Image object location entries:
────────────────────

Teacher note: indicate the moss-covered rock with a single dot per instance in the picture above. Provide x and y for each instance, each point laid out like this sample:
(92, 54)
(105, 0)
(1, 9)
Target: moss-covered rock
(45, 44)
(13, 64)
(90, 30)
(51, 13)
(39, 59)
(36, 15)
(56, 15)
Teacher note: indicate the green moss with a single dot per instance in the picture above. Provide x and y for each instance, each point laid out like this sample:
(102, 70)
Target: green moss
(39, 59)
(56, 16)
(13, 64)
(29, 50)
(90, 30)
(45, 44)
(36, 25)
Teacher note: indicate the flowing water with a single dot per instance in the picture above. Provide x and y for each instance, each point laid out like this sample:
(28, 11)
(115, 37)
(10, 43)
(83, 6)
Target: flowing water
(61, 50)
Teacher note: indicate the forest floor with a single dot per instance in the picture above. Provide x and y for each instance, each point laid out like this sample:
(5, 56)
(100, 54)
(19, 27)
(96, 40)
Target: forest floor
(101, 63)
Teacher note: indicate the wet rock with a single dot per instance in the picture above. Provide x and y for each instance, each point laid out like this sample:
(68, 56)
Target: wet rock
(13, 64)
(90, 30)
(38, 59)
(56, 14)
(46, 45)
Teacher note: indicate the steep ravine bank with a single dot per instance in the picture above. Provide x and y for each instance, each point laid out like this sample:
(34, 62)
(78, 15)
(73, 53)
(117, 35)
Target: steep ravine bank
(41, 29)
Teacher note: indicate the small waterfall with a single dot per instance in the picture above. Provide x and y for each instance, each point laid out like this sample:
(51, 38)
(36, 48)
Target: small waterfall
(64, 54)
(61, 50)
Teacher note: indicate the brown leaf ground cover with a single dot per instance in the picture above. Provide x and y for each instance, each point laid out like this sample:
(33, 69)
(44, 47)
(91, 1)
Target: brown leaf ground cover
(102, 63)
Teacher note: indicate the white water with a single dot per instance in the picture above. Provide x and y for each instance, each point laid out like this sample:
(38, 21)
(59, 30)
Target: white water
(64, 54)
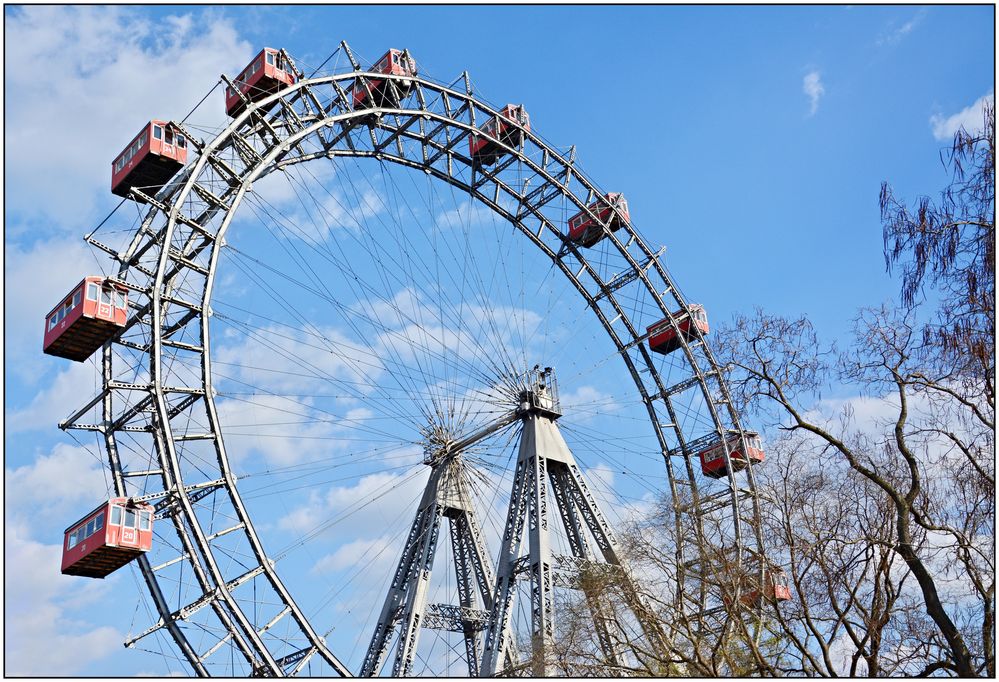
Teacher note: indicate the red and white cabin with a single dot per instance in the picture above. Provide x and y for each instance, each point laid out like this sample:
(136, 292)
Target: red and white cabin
(713, 456)
(150, 160)
(266, 74)
(775, 589)
(664, 337)
(507, 127)
(394, 62)
(90, 316)
(611, 211)
(107, 538)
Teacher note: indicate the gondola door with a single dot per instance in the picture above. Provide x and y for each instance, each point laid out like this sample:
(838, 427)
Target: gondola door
(105, 305)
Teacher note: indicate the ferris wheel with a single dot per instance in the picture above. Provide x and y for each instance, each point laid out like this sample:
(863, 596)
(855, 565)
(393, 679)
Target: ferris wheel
(393, 384)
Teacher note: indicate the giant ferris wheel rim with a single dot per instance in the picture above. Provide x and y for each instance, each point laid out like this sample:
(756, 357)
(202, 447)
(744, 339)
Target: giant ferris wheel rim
(546, 171)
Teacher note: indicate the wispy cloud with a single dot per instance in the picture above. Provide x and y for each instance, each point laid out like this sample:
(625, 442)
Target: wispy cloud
(893, 34)
(970, 118)
(812, 87)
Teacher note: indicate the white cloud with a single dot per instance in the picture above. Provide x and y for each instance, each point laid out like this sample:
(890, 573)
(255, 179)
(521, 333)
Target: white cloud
(114, 71)
(970, 118)
(41, 637)
(377, 553)
(69, 479)
(813, 88)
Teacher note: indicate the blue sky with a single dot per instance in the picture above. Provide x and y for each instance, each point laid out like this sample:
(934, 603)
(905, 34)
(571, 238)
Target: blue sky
(751, 141)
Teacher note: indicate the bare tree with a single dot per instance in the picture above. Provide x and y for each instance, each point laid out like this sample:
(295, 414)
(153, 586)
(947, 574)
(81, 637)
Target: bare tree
(889, 529)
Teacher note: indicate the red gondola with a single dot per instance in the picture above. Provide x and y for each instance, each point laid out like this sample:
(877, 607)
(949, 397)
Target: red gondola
(507, 127)
(713, 456)
(395, 62)
(775, 589)
(107, 538)
(152, 158)
(86, 319)
(266, 74)
(611, 211)
(663, 337)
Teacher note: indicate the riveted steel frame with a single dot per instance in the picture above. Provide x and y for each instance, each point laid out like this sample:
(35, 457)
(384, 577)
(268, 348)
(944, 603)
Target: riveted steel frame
(179, 241)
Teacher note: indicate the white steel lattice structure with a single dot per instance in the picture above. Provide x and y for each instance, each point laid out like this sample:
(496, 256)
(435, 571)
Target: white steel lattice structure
(219, 596)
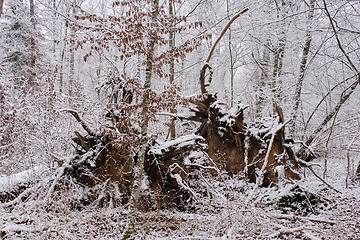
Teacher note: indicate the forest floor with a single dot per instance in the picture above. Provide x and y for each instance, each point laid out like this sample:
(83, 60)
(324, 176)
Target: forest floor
(222, 215)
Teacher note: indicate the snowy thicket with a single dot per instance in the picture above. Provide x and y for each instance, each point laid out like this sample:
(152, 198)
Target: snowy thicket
(84, 80)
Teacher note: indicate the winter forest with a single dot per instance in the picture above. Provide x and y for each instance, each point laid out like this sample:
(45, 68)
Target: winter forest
(179, 119)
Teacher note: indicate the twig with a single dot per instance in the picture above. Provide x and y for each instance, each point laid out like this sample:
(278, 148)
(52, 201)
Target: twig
(321, 179)
(293, 217)
(260, 179)
(224, 31)
(83, 124)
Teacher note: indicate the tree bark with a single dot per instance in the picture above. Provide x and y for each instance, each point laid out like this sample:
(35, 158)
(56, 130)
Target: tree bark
(32, 41)
(172, 62)
(139, 169)
(304, 59)
(1, 6)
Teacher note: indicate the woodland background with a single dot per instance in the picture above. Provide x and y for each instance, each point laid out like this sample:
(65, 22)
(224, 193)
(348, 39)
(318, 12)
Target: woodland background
(79, 55)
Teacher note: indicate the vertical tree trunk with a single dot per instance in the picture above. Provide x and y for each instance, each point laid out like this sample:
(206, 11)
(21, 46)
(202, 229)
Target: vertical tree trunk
(263, 79)
(231, 59)
(172, 62)
(62, 63)
(1, 5)
(139, 168)
(32, 42)
(304, 59)
(72, 57)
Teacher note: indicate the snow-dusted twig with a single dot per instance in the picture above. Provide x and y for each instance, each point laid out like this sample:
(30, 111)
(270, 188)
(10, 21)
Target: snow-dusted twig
(260, 178)
(293, 217)
(321, 179)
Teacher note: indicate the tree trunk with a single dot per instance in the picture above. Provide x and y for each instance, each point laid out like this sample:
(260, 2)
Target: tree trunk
(139, 169)
(1, 5)
(304, 59)
(231, 59)
(72, 57)
(32, 42)
(172, 62)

────────────────────

Extract, unchanged, the closing run of lines that opens with the line containing "Teacher note: indicate the snow-dusted" and ends with the last line.

Teacher note: indicate the snow-dusted twig with a single dot per instance in the picture above. Provide x and y for each instance, each point laid out like this sample:
(30, 111)
(270, 188)
(10, 21)
Target: snow-dusted twig
(260, 178)
(293, 217)
(321, 179)
Teacher note: indicate the tree trunk with a single dot per instance in the picture above. Provide x and y for each instance, each point laid out like this sample:
(260, 2)
Target: tree trunk
(139, 169)
(1, 5)
(304, 59)
(231, 59)
(72, 57)
(32, 42)
(172, 62)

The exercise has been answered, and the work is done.